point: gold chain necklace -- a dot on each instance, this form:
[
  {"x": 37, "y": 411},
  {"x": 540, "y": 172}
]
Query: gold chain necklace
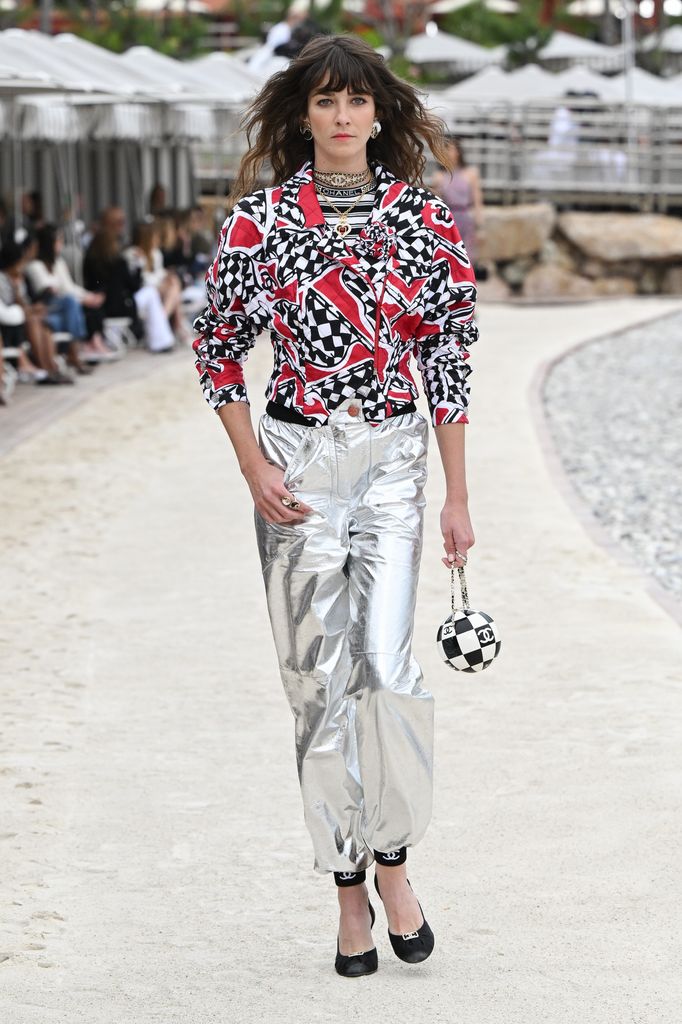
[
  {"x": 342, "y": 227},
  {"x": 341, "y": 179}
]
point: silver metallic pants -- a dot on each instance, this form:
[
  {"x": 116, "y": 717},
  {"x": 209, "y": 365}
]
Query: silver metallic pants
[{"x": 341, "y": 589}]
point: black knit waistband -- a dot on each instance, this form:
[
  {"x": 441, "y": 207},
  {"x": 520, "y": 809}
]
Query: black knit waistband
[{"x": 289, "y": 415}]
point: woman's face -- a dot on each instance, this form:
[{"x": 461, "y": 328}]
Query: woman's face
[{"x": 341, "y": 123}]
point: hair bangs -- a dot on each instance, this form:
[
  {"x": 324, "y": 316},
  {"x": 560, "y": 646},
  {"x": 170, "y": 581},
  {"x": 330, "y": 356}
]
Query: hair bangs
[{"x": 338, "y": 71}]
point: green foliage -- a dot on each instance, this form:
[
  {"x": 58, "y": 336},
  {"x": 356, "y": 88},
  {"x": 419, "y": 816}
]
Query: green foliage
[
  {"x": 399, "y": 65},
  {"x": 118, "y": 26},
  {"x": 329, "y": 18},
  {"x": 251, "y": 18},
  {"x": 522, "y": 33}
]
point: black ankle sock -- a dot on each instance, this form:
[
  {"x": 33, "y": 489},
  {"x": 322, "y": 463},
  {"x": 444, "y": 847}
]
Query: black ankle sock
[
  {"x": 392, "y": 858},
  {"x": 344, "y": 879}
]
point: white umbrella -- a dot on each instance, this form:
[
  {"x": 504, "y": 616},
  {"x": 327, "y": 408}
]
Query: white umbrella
-----
- EXERCISE REQUIREMENTS -
Turn every line of the items above into a JSON list of strings, one string per line, skipping blank lines and leaving the pictures out.

- THE ANSWER -
[
  "point: gold chain necklace -- a dot on each instance, this form:",
  "[",
  "  {\"x\": 37, \"y\": 411},",
  "  {\"x\": 540, \"y\": 172}",
  "]",
  "Query: gold chain necklace",
  "[",
  "  {\"x\": 342, \"y\": 227},",
  "  {\"x\": 341, \"y\": 179}",
  "]",
  "point: silver metallic pants -- a dot on each instance, this form:",
  "[",
  "  {\"x\": 116, \"y\": 717},",
  "  {\"x\": 209, \"y\": 365}",
  "]",
  "Query: silver metallic pants",
  "[{\"x\": 341, \"y\": 589}]",
  "point: black knit waistband -- a dot on each instance, this form:",
  "[",
  "  {\"x\": 441, \"y\": 207},",
  "  {\"x\": 520, \"y\": 809}",
  "]",
  "Query: black knit waistband",
  "[{\"x\": 289, \"y\": 415}]",
  "point: woman's face -- a dot on each instance, this form:",
  "[{\"x\": 461, \"y\": 328}]",
  "Query: woman's face",
  "[{\"x\": 341, \"y\": 123}]",
  "point: hair bangs -- a dot on each instance, this form:",
  "[",
  "  {\"x\": 324, \"y\": 316},",
  "  {\"x\": 560, \"y\": 646},",
  "  {\"x\": 170, \"y\": 581},",
  "  {\"x\": 330, \"y\": 356}",
  "]",
  "Query: hair bangs",
  "[{\"x\": 338, \"y\": 71}]",
  "point: green foliage -- a dot on each instance, this form:",
  "[",
  "  {\"x\": 58, \"y\": 336},",
  "  {\"x\": 356, \"y\": 88},",
  "  {\"x\": 419, \"y\": 816}",
  "]",
  "Query: green foliage",
  "[",
  "  {\"x\": 399, \"y\": 65},",
  "  {\"x\": 118, \"y\": 26},",
  "  {\"x\": 329, \"y\": 18},",
  "  {\"x\": 251, \"y\": 18},",
  "  {\"x\": 522, \"y\": 33}",
  "]",
  "point: black ankle sock -- a dot on each instance, this form:",
  "[",
  "  {\"x\": 33, \"y\": 489},",
  "  {\"x\": 322, \"y\": 463},",
  "  {\"x\": 444, \"y\": 847}",
  "]",
  "Query: black ankle sock",
  "[",
  "  {\"x\": 392, \"y\": 858},",
  "  {\"x\": 344, \"y\": 879}",
  "]",
  "point: white umbrella -- a dot on each instance, this form:",
  "[",
  "  {\"x\": 504, \"y\": 616},",
  "  {\"x\": 327, \"y\": 408}",
  "]",
  "Query: white umbrella"
]